> _引用文_:
結論 本件審判の請求は、成り立たない。 
理由 第1 手続の経緯
本願は、平成26年9月9日を出願日とする特願2014-183572号(以下、「原出願」という。)の一部を平成30年12月27日に新たな特許出願としたものであって、その主な手続の経緯は以下のとおりである。
令和 2年 1月20日付け:拒絶理由通知
同年 3月10日 :意見書及び手続補正書の提出
同年 5月12日付け:拒絶査定
同年 8月11日 :審判請求書及び手続補正書の提出
同年10月22日 :上申書の提出

第2 補正の却下の決定
[補正の却下の決定の結論]
令和2年8月11日にされた手続補正を却下する。

[理由]
1 令和2年8月11日にされた手続補正(以下、「本件補正」という。)の内容
本件補正は、特許請求の範囲の補正であって、本件補正の前後における特許請求の範囲の請求項1の記載は、それぞれ以下のとおりである。

(1)本件補正前
「【請求項1】
複合容器の製造方法において、
無色透明なプラスチック材料製のプリフォームを準備する工程と、
熱収縮性材料からなり、周方向につなぎ目のない筒状に形成されたプラスチック製部材を準備する工程と、
前記プラスチック製部材を前記プリフォームに緩挿する前に、前記プラスチック製部材の外面のみに印刷を施す工程と、
前記プラスチック製部材を前記プリフォームに緩挿した後、熱収縮させることにより、前記プリフォームの胴部の外側および底部の少なくとも一部の外側に、前記プラスチック製部材を接着することなく装着する工程と、
前記プリフォームおよび前記プラスチック製部材に対してブロー成形を施すことにより、前記プリフォームおよび前記プラスチック製部材を一体として膨張させることにより、容器本体と、前記容器本体の外面に接着されることなく剥離除去可能に密着して設けられたプラスチック製部材とを有する複合容器を得る工程とを備え、
膨張された前記プラスチック製部材の外面のみに印刷が施され、
前記複合容器の、印刷が施された前記プラスチック製部材を前記容器本体から剥離除去し、前記容器本体をリサイクル可能となっていることを特徴とする複合容器の製造方法。」

> _データ部分_:
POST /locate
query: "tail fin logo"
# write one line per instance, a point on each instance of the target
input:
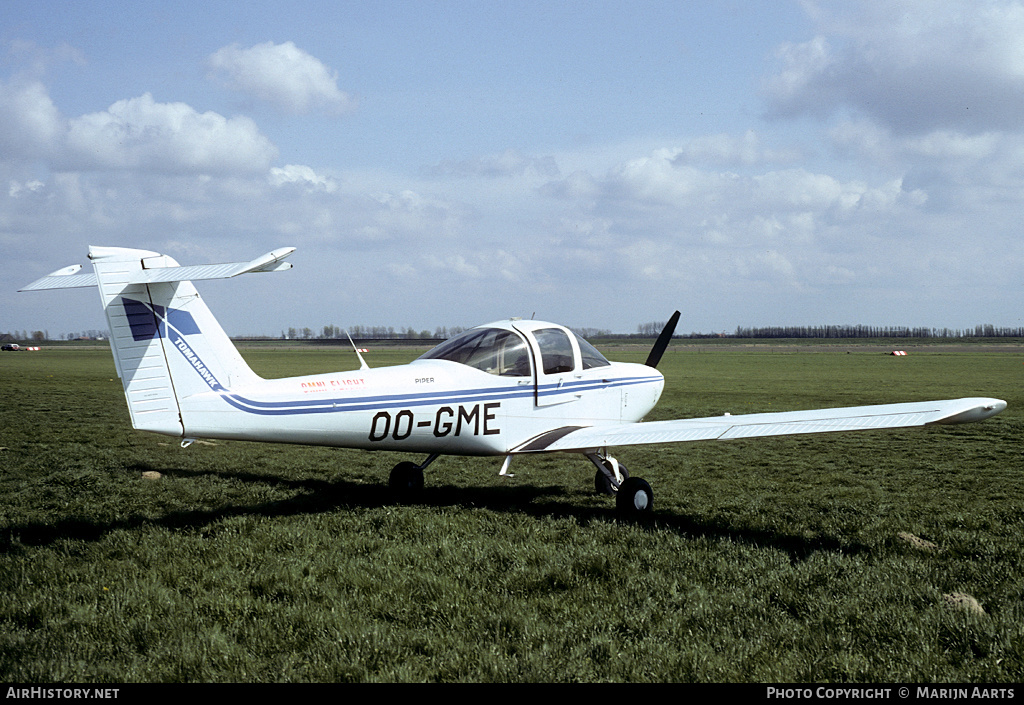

> _課題一覧_:
A. 引用文のうち、「結論 本件審判の請求は、成り立たない。」を含むところから始めて「令和2年8月11日にされた手続補正を却下する。」の後で止めた部分を、「上申書」を「意見書」に書き換えて示すこと。
B. 特許審決の引用文を、最後に示された文の後から続けて書くこと。
データ部分の行は、引用文とは関係がない。

> _課題別の解答_:
A.
結論 本件審判の請求は、成り立たない。 
理由 第1 手続の経緯
本願は、平成26年9月9日を出願日とする特願2014-183572号(以下、「原出願」という。)の一部を平成30年12月27日に新たな特許出願としたものであって、その主な手続の経緯は以下のとおりである。
令和 2年 1月20日付け:拒絶理由通知
同年 3月10日 :意見書及び手続補正書の提出
同年 5月12日付け:拒絶査定
同年 8月11日 :審判請求書及び手続補正書の提出
同年10月22日 :意見書の提出

第2 補正の却下の決定
[補正の却下の決定の結論]
令和2年8月11日にされた手続補正を却下する。

B.
(2)本件補正後(下線部は、補正箇所である。)
「【請求項1】
複合容器の製造方法において、
無色透明なプラスチック材料製のプリフォームを準備する工程と、
熱収縮性材料からなり、周方向につなぎ目のない筒状に形成されたプラスチック製部材を準備する工程と、
前記プラスチック製部材を前記プリフォームに緩挿する前に、前記プラスチック製部材の外面のみに印刷を施す工程と、
前記プラスチック製部材を前記プリフォームに緩挿した後、熱収縮させることにより、前記プリフォームの胴部の外側および底部の少なくとも一部の外側に、前記プラスチック製部材を接着することなく装着する工程と、
前記プリフォームおよび前記プラスチック製部材に対してブロー成形を施すことにより、前記プリフォームおよび前記プラスチック製部材を一体として膨張させることにより、容器本体と、前記容器本体の外面に接着されることなく剥離除去可能に密着して設けられたプラスチック製部材とを有する複合容器を得る工程とを備え、
膨張された前記プラスチック製部材の外面のみに印刷が施され、
前記複合容器の、印刷が施された前記プラスチック製部材を前記容器本体から剥離除去し、前記容器本体をリサイクル可能となっており、
前記プラスチック製部材に、前記プラスチック製部材を剥離するための切断線が設けられていることを特徴とする複合容器の製造方法。」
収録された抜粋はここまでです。